#### Dataset extract:
## start

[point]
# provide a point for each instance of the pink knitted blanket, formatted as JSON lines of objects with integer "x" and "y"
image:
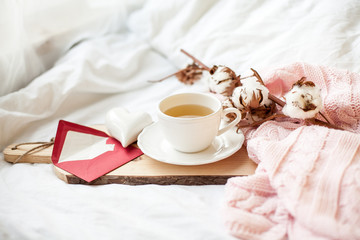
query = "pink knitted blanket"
{"x": 307, "y": 184}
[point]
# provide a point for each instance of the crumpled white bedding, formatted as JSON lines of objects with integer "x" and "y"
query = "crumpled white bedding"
{"x": 111, "y": 70}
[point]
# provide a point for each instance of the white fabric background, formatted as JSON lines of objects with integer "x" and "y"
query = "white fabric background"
{"x": 85, "y": 71}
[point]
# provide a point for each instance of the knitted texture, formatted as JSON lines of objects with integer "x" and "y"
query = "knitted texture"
{"x": 307, "y": 183}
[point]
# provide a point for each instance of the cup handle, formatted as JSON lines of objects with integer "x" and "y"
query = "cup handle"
{"x": 231, "y": 124}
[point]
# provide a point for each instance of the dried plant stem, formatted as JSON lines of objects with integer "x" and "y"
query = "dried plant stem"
{"x": 195, "y": 60}
{"x": 277, "y": 100}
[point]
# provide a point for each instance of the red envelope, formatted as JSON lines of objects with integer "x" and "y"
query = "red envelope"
{"x": 88, "y": 153}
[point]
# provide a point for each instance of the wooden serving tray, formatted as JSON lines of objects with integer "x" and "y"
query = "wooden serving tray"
{"x": 145, "y": 170}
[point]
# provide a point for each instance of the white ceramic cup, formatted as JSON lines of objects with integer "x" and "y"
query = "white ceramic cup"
{"x": 193, "y": 134}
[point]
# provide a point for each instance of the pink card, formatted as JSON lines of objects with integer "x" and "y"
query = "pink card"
{"x": 88, "y": 153}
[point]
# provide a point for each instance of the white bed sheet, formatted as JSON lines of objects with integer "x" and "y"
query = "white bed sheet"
{"x": 112, "y": 70}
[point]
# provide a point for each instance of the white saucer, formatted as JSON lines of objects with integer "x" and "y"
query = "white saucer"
{"x": 153, "y": 144}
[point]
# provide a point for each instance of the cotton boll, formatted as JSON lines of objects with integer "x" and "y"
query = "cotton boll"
{"x": 252, "y": 100}
{"x": 303, "y": 101}
{"x": 222, "y": 80}
{"x": 251, "y": 93}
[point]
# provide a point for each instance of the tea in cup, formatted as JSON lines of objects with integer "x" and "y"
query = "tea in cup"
{"x": 191, "y": 121}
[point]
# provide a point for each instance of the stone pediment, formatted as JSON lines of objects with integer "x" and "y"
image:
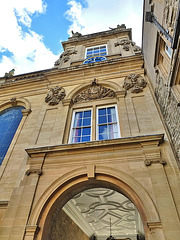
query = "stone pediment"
{"x": 93, "y": 92}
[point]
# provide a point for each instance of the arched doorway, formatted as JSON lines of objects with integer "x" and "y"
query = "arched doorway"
{"x": 97, "y": 213}
{"x": 67, "y": 187}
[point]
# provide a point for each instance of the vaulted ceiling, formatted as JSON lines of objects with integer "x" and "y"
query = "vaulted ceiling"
{"x": 103, "y": 212}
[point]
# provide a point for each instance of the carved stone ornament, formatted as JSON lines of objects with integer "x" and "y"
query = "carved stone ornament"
{"x": 95, "y": 91}
{"x": 170, "y": 13}
{"x": 122, "y": 26}
{"x": 134, "y": 81}
{"x": 9, "y": 74}
{"x": 125, "y": 43}
{"x": 34, "y": 171}
{"x": 65, "y": 56}
{"x": 148, "y": 162}
{"x": 13, "y": 101}
{"x": 135, "y": 47}
{"x": 55, "y": 95}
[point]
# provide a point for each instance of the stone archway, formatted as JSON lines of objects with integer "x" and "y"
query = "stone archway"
{"x": 104, "y": 177}
{"x": 96, "y": 213}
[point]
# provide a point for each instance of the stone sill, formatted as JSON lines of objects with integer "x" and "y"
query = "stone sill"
{"x": 146, "y": 140}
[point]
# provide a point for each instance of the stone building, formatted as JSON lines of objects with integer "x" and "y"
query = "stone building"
{"x": 162, "y": 61}
{"x": 85, "y": 152}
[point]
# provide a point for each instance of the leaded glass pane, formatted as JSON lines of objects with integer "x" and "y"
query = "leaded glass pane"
{"x": 81, "y": 131}
{"x": 107, "y": 123}
{"x": 9, "y": 122}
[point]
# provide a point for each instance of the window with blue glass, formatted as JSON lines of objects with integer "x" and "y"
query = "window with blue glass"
{"x": 96, "y": 54}
{"x": 9, "y": 122}
{"x": 107, "y": 123}
{"x": 81, "y": 126}
{"x": 107, "y": 126}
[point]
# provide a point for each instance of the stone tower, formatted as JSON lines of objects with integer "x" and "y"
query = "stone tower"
{"x": 88, "y": 155}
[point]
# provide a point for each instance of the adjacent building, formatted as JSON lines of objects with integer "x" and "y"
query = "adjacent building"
{"x": 86, "y": 150}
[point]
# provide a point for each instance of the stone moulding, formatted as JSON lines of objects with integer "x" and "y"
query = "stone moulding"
{"x": 126, "y": 45}
{"x": 148, "y": 162}
{"x": 156, "y": 138}
{"x": 55, "y": 95}
{"x": 135, "y": 82}
{"x": 33, "y": 171}
{"x": 95, "y": 91}
{"x": 65, "y": 56}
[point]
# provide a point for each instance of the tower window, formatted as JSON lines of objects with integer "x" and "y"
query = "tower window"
{"x": 107, "y": 126}
{"x": 95, "y": 54}
{"x": 82, "y": 127}
{"x": 9, "y": 122}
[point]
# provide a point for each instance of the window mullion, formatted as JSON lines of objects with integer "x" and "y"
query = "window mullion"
{"x": 94, "y": 123}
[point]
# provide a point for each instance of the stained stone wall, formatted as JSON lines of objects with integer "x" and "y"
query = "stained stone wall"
{"x": 64, "y": 228}
{"x": 170, "y": 110}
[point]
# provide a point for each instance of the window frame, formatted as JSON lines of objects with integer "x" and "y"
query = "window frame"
{"x": 117, "y": 121}
{"x": 94, "y": 119}
{"x": 95, "y": 47}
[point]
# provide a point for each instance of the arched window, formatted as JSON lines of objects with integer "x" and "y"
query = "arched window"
{"x": 9, "y": 122}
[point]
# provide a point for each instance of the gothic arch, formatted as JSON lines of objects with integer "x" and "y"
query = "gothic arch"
{"x": 16, "y": 102}
{"x": 114, "y": 86}
{"x": 74, "y": 181}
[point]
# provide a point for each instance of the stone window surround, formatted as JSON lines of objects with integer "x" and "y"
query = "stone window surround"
{"x": 93, "y": 106}
{"x": 95, "y": 47}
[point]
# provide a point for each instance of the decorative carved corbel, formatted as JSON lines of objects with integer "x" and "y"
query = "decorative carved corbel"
{"x": 148, "y": 162}
{"x": 55, "y": 95}
{"x": 65, "y": 56}
{"x": 13, "y": 101}
{"x": 125, "y": 43}
{"x": 34, "y": 171}
{"x": 136, "y": 82}
{"x": 32, "y": 230}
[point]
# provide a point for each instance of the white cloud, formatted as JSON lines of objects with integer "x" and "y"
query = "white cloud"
{"x": 26, "y": 48}
{"x": 99, "y": 15}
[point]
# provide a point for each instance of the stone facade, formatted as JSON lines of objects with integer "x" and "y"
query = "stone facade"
{"x": 162, "y": 63}
{"x": 43, "y": 169}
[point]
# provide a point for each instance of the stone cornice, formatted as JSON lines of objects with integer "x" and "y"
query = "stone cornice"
{"x": 95, "y": 35}
{"x": 150, "y": 140}
{"x": 42, "y": 75}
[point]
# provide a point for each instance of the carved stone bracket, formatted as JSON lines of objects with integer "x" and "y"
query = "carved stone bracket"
{"x": 34, "y": 171}
{"x": 13, "y": 101}
{"x": 32, "y": 230}
{"x": 134, "y": 81}
{"x": 55, "y": 95}
{"x": 125, "y": 43}
{"x": 169, "y": 14}
{"x": 148, "y": 162}
{"x": 95, "y": 91}
{"x": 154, "y": 225}
{"x": 65, "y": 56}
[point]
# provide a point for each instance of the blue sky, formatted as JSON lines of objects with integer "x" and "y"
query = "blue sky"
{"x": 32, "y": 30}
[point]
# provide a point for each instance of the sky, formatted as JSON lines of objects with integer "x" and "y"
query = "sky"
{"x": 31, "y": 31}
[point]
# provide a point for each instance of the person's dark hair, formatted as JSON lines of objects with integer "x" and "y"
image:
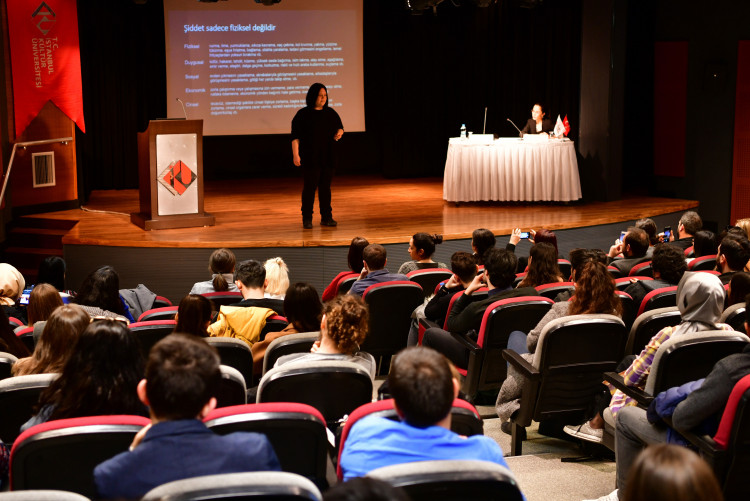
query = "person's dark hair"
{"x": 546, "y": 236}
{"x": 221, "y": 261}
{"x": 312, "y": 94}
{"x": 182, "y": 374}
{"x": 375, "y": 256}
{"x": 421, "y": 383}
{"x": 667, "y": 472}
{"x": 354, "y": 257}
{"x": 482, "y": 239}
{"x": 500, "y": 266}
{"x": 346, "y": 322}
{"x": 101, "y": 288}
{"x": 426, "y": 243}
{"x": 692, "y": 222}
{"x": 705, "y": 243}
{"x": 302, "y": 307}
{"x": 739, "y": 288}
{"x": 649, "y": 226}
{"x": 637, "y": 239}
{"x": 365, "y": 489}
{"x": 736, "y": 250}
{"x": 52, "y": 271}
{"x": 193, "y": 313}
{"x": 543, "y": 268}
{"x": 463, "y": 265}
{"x": 101, "y": 375}
{"x": 251, "y": 273}
{"x": 595, "y": 291}
{"x": 43, "y": 300}
{"x": 670, "y": 262}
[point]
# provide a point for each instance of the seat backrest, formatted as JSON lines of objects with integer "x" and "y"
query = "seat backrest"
{"x": 234, "y": 353}
{"x": 451, "y": 479}
{"x": 689, "y": 357}
{"x": 296, "y": 431}
{"x": 18, "y": 397}
{"x": 334, "y": 388}
{"x": 266, "y": 485}
{"x": 648, "y": 324}
{"x": 62, "y": 454}
{"x": 391, "y": 305}
{"x": 163, "y": 313}
{"x": 286, "y": 345}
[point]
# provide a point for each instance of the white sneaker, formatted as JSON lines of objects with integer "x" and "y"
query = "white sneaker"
{"x": 612, "y": 496}
{"x": 585, "y": 432}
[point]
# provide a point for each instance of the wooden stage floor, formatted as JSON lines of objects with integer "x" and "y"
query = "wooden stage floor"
{"x": 265, "y": 213}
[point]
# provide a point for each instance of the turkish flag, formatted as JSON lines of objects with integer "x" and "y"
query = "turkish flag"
{"x": 45, "y": 59}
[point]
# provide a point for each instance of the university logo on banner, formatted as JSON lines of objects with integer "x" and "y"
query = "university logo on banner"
{"x": 45, "y": 59}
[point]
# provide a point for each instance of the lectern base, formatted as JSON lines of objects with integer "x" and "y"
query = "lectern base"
{"x": 166, "y": 222}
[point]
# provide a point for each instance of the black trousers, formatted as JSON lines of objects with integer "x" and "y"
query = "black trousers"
{"x": 316, "y": 177}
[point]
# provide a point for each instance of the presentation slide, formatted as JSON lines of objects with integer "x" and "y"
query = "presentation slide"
{"x": 244, "y": 68}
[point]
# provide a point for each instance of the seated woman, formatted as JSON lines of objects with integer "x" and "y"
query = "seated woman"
{"x": 594, "y": 293}
{"x": 277, "y": 274}
{"x": 193, "y": 315}
{"x": 303, "y": 310}
{"x": 221, "y": 266}
{"x": 421, "y": 249}
{"x": 543, "y": 268}
{"x": 99, "y": 295}
{"x": 343, "y": 329}
{"x": 99, "y": 378}
{"x": 354, "y": 260}
{"x": 60, "y": 334}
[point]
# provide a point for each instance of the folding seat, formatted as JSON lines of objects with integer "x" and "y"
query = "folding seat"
{"x": 297, "y": 432}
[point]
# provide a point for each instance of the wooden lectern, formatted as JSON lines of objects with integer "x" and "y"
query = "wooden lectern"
{"x": 170, "y": 176}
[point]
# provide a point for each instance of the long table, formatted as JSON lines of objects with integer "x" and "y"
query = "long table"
{"x": 510, "y": 169}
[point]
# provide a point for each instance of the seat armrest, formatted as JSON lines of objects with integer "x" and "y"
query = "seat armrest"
{"x": 526, "y": 369}
{"x": 640, "y": 396}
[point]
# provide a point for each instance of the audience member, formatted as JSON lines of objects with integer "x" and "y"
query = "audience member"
{"x": 277, "y": 274}
{"x": 60, "y": 334}
{"x": 221, "y": 266}
{"x": 421, "y": 249}
{"x": 594, "y": 293}
{"x": 99, "y": 295}
{"x": 374, "y": 270}
{"x": 193, "y": 315}
{"x": 690, "y": 223}
{"x": 482, "y": 240}
{"x": 99, "y": 377}
{"x": 343, "y": 329}
{"x": 465, "y": 318}
{"x": 423, "y": 390}
{"x": 182, "y": 378}
{"x": 633, "y": 249}
{"x": 355, "y": 262}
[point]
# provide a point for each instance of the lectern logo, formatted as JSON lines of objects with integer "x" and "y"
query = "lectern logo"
{"x": 177, "y": 178}
{"x": 45, "y": 18}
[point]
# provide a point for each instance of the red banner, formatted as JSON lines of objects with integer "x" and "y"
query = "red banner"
{"x": 45, "y": 59}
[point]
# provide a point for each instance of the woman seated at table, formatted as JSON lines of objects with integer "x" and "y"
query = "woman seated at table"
{"x": 537, "y": 124}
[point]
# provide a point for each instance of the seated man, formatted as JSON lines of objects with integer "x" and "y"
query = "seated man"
{"x": 633, "y": 248}
{"x": 701, "y": 407}
{"x": 423, "y": 390}
{"x": 466, "y": 314}
{"x": 374, "y": 270}
{"x": 182, "y": 377}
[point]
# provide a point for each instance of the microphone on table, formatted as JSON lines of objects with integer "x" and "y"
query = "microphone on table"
{"x": 183, "y": 107}
{"x": 514, "y": 125}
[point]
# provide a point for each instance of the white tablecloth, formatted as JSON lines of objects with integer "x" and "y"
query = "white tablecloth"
{"x": 510, "y": 170}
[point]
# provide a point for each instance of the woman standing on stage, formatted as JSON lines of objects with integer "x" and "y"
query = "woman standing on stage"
{"x": 315, "y": 128}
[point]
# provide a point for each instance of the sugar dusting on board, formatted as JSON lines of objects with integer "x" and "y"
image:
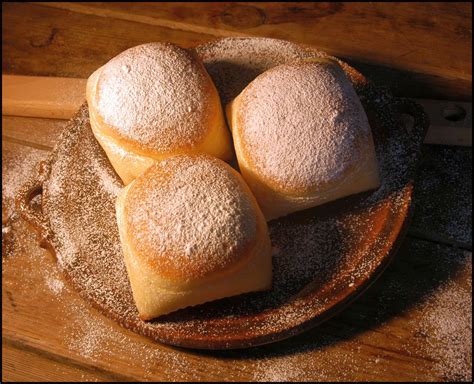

## end

#### What to work on:
Count the lines in the listing above that contain the word "trousers", and reply with only that number.

#### Correct result:
2